Can you write out the part of the terms of use notice that begins with "BY USING THIS" and ends with "COMPANY’S LICENSED PREMISE.", replacing every "CUSTOMER" with "CLIENT"?

__Excerpt to read__.
>>
Last Modified: June 30, 2023

THIS DOCUMENT CONTAINS VERY IMPORTANT INFORMATION REGARDING YOUR RIGHTS AND OBLIGATIONS, AS WELL AS CONDITIONS, LIMITATIONS, AND EXCLUSIONS THAT MIGHT APPLY TO YOU. PLEASE READ IT CAREFULLY.

 

YOU MUST BE OF LEGAL DRINKING AGE TO ENTER THIS SITE AND VIEW OUR PRODUCTS. WE ONLY SELL OUR PRODUCTS TO CUSTOMERS WHO HAVE PROVIDED SGWS CUSTOMER SERVICE WITH A COPY OF THEIR APPLICABLE STATE ALCOHOL BEVERAGE LICENSE AND WHO HAVE PROPERLY REGISTERED WITH SGWS. PROPERLY REGISTERED CUSTOMERS MUST PROVIDE SGWS A LIST OF AUTHORIZED REPRESENTATIVES WHO HAVE THE AUTHORITY TO LEGALLY BIND THE CUSTOMER PRIOR TO THE CUSTOMER ORDERING ANY PRODUCT FROM OUR SITE. ONLY AUTHORIZED REPRESENTATIVES ARE PERMITTED TO PLACE ORDERS AND MUST BE AT LEAST 21 YEARS OLD. WE DO NOT SELL ALCOHOL TO PEOPLE UNDER THE AGE OF 21 YEARS OLD. 

BY USING THIS WEBSITE AND/OR ORDERING PRODUCTS FROM SOUTHERN GLAZER’S WINE AND SPIRITS, LLC OR ITS AFFILIATES (REFERRED TO AS “SOUTHERN GLAZER,” “US,” “WE,” OR “OUR” AS THE CONTEXT MAY REQUIRE), YOU AGREE THAT: (A) YOU ARE AN AUTHORIZED REPRESENTATIVE TO PURCHASE PRODUCTS ON BEHALF OF THE CUSTOMER; (B) YOU ARE AT LEAST 21 YEARS OLD; AND (C) THAT AN AUTHORIZED REPRESENTATIVE OR CUSTOMER EMPLOYEE OVER 21 YEARS OLD WILL RECEIVE THE PRODUCT WHEN DELIVERED TO THE COMPANY’S LICENSED PREMISE.

THESE TERMS REQUIRE THE USE OF ARBITRATION ON AN INDIVIDUAL BASIS TO RESOLVE DISPUTES, RATHER THAN JURY TRIALS OR CLASS ACTIONS.
<<
[Stored items]
>>
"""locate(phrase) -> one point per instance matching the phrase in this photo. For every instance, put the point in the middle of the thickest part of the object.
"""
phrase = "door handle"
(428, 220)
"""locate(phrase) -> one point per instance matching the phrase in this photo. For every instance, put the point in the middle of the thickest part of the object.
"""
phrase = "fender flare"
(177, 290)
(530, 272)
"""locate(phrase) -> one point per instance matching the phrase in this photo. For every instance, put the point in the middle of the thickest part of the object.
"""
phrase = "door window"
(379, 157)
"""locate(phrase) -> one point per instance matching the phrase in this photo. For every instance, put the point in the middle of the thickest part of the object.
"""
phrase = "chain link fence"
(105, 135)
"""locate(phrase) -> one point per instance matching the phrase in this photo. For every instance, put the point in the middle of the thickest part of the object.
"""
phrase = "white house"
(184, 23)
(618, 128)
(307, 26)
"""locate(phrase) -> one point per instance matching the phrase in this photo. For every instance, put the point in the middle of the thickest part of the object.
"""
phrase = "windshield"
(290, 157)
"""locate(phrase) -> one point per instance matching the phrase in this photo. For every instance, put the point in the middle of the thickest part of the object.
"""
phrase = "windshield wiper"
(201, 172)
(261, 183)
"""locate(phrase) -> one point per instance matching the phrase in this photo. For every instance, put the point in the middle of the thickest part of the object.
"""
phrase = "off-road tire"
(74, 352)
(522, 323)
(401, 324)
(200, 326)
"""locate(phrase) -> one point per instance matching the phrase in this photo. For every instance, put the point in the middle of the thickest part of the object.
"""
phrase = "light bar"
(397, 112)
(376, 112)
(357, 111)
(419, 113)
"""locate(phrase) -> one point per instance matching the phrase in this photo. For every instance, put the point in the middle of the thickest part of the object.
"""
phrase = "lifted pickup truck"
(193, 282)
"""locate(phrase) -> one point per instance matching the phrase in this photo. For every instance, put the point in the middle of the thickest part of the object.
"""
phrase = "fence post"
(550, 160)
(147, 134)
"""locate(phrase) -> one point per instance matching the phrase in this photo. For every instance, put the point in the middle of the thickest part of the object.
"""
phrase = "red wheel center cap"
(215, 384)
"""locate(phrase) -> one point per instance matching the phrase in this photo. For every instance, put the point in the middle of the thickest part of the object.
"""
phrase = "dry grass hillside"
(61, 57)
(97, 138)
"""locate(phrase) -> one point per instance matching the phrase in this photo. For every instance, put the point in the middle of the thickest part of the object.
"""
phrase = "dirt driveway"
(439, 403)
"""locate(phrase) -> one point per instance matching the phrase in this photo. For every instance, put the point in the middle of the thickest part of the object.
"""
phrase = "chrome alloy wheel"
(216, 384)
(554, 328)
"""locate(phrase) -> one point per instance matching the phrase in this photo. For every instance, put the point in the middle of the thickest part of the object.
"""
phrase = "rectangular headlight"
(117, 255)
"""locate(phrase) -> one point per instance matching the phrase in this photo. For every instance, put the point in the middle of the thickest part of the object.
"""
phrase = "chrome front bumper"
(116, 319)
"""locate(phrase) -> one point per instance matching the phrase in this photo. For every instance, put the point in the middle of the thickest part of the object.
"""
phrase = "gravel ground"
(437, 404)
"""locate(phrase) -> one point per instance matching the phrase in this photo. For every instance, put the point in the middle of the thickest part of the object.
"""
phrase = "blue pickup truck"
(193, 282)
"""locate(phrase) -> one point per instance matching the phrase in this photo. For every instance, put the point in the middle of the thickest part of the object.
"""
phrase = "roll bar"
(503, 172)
<<
__Worked solution__.
BY USING THIS WEBSITE AND/OR ORDERING PRODUCTS FROM SOUTHERN GLAZER’S WINE AND SPIRITS, LLC OR ITS AFFILIATES (REFERRED TO AS “SOUTHERN GLAZER,” “US,” “WE,” OR “OUR” AS THE CONTEXT MAY REQUIRE), YOU AGREE THAT: (A) YOU ARE AN AUTHORIZED REPRESENTATIVE TO PURCHASE PRODUCTS ON BEHALF OF THE CLIENT; (B) YOU ARE AT LEAST 21 YEARS OLD; AND (C) THAT AN AUTHORIZED REPRESENTATIVE OR CLIENT EMPLOYEE OVER 21 YEARS OLD WILL RECEIVE THE PRODUCT WHEN DELIVERED TO THE COMPANY’S LICENSED PREMISE.